# Your instructions:
Continue the forum thread about tempering out the syntonic, Pythagorean, and septimal commas from the point where it stops.

12-equal/12-wt is the only possible temperament eliminating the syntonic, pythagorean, and septimal commas?

What the title says. Just making sure I have this right.

So is it that the only possible temperament eliminating 81/80,
531441/524288, and 64/63 is 12-equal, or just some 12-note subset in
general (possibly a well-temperament)?

Furthermore, from what I'm gathering, eliminating any one of the above
intervals leads to a few possible rank-2 temperaments:

Dropping the vanishing 64/63 yields meantone temperament
Dropping the vanishing 81/80 yields pajara temperament
Dropping the vanishing 531441/524288 yields dominant temperament

Do I have this right here? This is after like a 4 hour long marathon
reading and number crunching session here, and I want to make sure I'm
on the right track. It'd be awfully nice to finally have figured out
what's going on.

Thanks,
Mike

Bah, the title got cut off. The full title was supposed to be:

"12-equal/12-wt is the only possible temperament eliminating the syntonic, pythagorean, and septimal commas?"

-Mike

--- In tuning@yahoogroups.com, Mike Battaglia <battaglia01@...> wrote:
>
> What the title says. Just making sure I have this right.
>
> So is it that the only possible temperament eliminating 81/80,
> 531441/524288, and 64/63 is 12-equal, or just some 12-note subset in
> general (possibly a well-temperament)?
>
> Furthermore, from what I'm gathering, eliminating any one of the above
> intervals leads to a few possible rank-2 temperaments:
>
> Dropping the vanishing 64/63 yields meantone temperament
> Dropping the vanishing 81/80 yields pajara temperament
> Dropping the vanishing 531441/524288 yields dominant temperament
>
> Do I have this right here? This is after like a 4 hour long marathon
> reading and number crunching session here, and I want to make sure I'm
> on the right track. It'd be awfully nice to finally have figured out
> what's going on.
>
> Thanks,
> Mike
>

Hi Mike.

Well, you've just said it all. And you're right. If you mix meantone and dominant, you get 12-equal. And tempering out the Pyth. comma results in 12-equal just by itself. I actually don't think I could add much to that.

Petr

>"Furthermore, from what I'm gathering, eliminating any one of the above
intervals leads to a few possible rank-2 temperaments:

Dropping the vanishing 64/63 yields meantone temperament
Dropping the vanishing 81/80 yields pajara temperament
Dropping the vanishing 531441/524288 yields dominant temperament"

# Information provided:
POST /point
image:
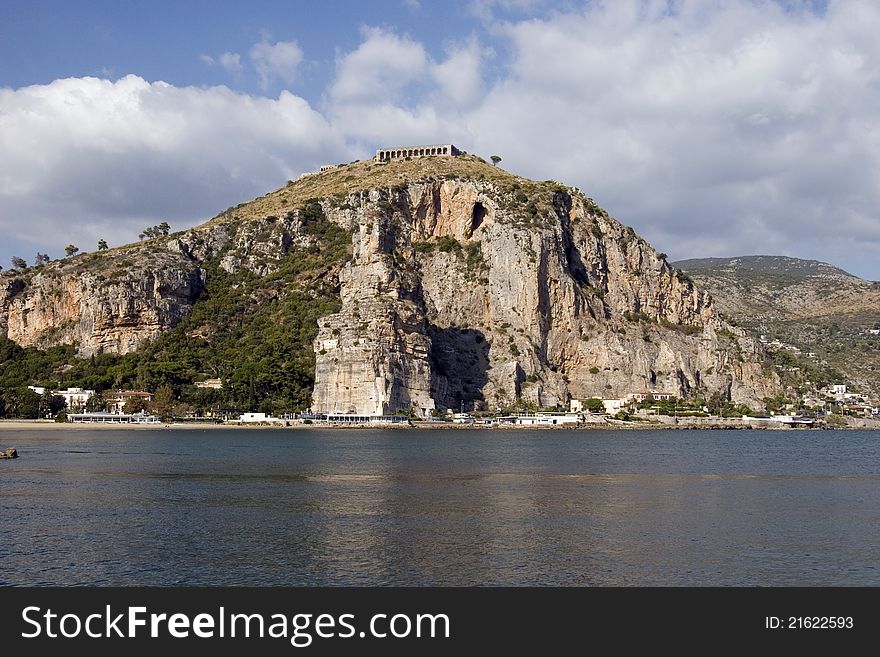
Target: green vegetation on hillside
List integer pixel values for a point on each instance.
(254, 333)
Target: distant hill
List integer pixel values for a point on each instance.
(808, 304)
(417, 285)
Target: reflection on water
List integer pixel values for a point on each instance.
(440, 507)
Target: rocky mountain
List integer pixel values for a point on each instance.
(809, 307)
(423, 284)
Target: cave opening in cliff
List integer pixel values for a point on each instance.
(477, 216)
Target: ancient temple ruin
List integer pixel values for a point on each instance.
(388, 154)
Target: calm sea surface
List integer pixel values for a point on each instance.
(352, 507)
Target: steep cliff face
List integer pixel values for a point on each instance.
(476, 294)
(464, 286)
(114, 309)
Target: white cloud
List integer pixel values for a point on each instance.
(276, 61)
(85, 158)
(228, 61)
(459, 78)
(231, 62)
(712, 128)
(378, 69)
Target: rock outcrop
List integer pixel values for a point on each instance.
(114, 309)
(466, 287)
(458, 297)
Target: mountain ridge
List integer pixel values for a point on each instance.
(439, 282)
(809, 306)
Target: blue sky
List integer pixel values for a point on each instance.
(713, 128)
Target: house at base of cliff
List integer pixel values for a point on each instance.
(543, 419)
(117, 400)
(353, 418)
(75, 398)
(643, 395)
(102, 417)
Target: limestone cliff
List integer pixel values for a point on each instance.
(114, 309)
(477, 293)
(465, 286)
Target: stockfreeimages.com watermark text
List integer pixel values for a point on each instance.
(300, 629)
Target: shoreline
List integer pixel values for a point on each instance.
(610, 425)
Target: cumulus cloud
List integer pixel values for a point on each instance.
(712, 128)
(228, 61)
(231, 62)
(379, 68)
(459, 77)
(86, 158)
(276, 61)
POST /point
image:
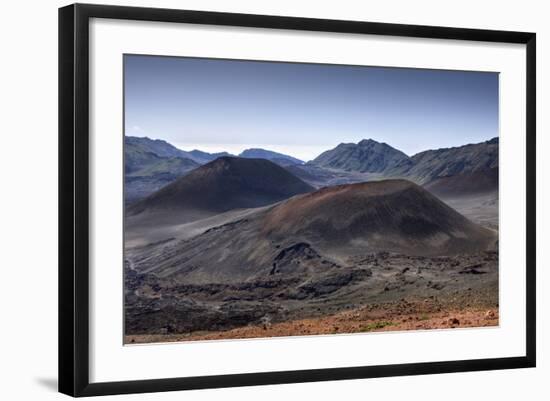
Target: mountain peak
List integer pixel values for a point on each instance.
(279, 158)
(223, 184)
(367, 156)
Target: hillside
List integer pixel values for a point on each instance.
(367, 156)
(310, 234)
(224, 184)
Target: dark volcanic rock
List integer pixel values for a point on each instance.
(226, 183)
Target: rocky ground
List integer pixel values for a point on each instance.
(379, 291)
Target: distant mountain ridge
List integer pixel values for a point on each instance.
(279, 158)
(367, 156)
(224, 184)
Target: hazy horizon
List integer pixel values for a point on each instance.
(304, 109)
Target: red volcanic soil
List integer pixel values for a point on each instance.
(399, 316)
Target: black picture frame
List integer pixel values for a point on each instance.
(74, 192)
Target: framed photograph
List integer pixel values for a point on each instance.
(250, 199)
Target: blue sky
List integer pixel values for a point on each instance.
(304, 109)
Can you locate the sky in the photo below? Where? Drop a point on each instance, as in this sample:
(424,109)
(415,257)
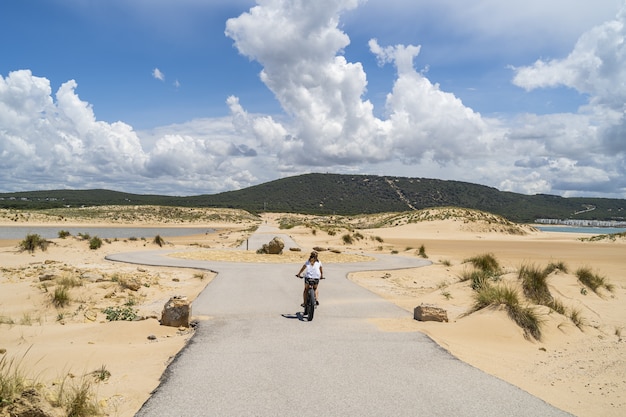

# Reply:
Good grief...IMVHO, this seems to say despite the plethora of discussion in the past about the vast superiority (or inferiority) between these few and several theories how to generate them...and they turn out to be very very similar. ...And, if I have it right, ultimately related to comma-tempered versions of the older-than-dirt Pythagorean tuning.
Any reason(s) why they wouldn't be...or why we should go on for ages debating which of the above is better?

Well, wouldn't tempering out the Pyth. comma lead to a whole series of
12-equals?

Like, in 3-limit space (a line), tempering out the pyth. comma would lead to
12-equal.

Then, in 5-limit space (a plane), tempering out the pyth. comma would lead
to a bunch of 12-equals, all separated by powers of 5... And then in that
same 5-limit space, tempering out the pyth. comma AND 81/80 would lead to a
single ring of 12-equals again.

And then if you extend meantone to 7-limit space, you get another set of
12-equals, separated by powers of 4... then making 7/4 and 16/9 a unison
would collapse the whole thing again back to 12-equal.

I think... :)

-Mike

On Tue, Feb 9, 2010 at 6:25 AM, Petr Parízek <p.parizek@...> wrote:

>
>
> Hi Mike.
>
> Well, you've just said it all. And you're right. If you mix meantone and
> dominant, you get 12-equal. And tempering out the Pyth. comma results in
> 12-equal just by itself. I actually don't think I could add much to that.
>
> Petr
>
>
>
>

how much is the license to use Battaglia tuning?

On Tue, Feb 9, 2010 at 3:21 PM, Mike Battaglia <battaglia01@...>wrote:

>
>
> Well, wouldn't tempering out the Pyth. comma lead to a whole series of
> 12-equals?
>
> Like, in 3-limit space (a line), tempering out the pyth. comma would lead
> to 12-equal.
>
> Then, in 5-limit space (a plane), tempering out the pyth. comma would lead
> to a bunch of 12-equals, all separated by powers of 5... And then in that
> same 5-limit space, tempering out the pyth. comma AND 81/80 would lead to a
> single ring of 12-equals again.
>
> And then if you extend meantone to 7-limit space, you get another set of
> 12-equals, separated by powers of 4... then making 7/4 and 16/9 a unison
> would collapse the whole thing again back to 12-equal.
>
> I think... :)
>
> -Mike
>
>
> On Tue, Feb 9, 2010 at 6:25 AM, Petr Parízek <p.parizek@...> wrote:
>
>>
>>
>> Hi Mike.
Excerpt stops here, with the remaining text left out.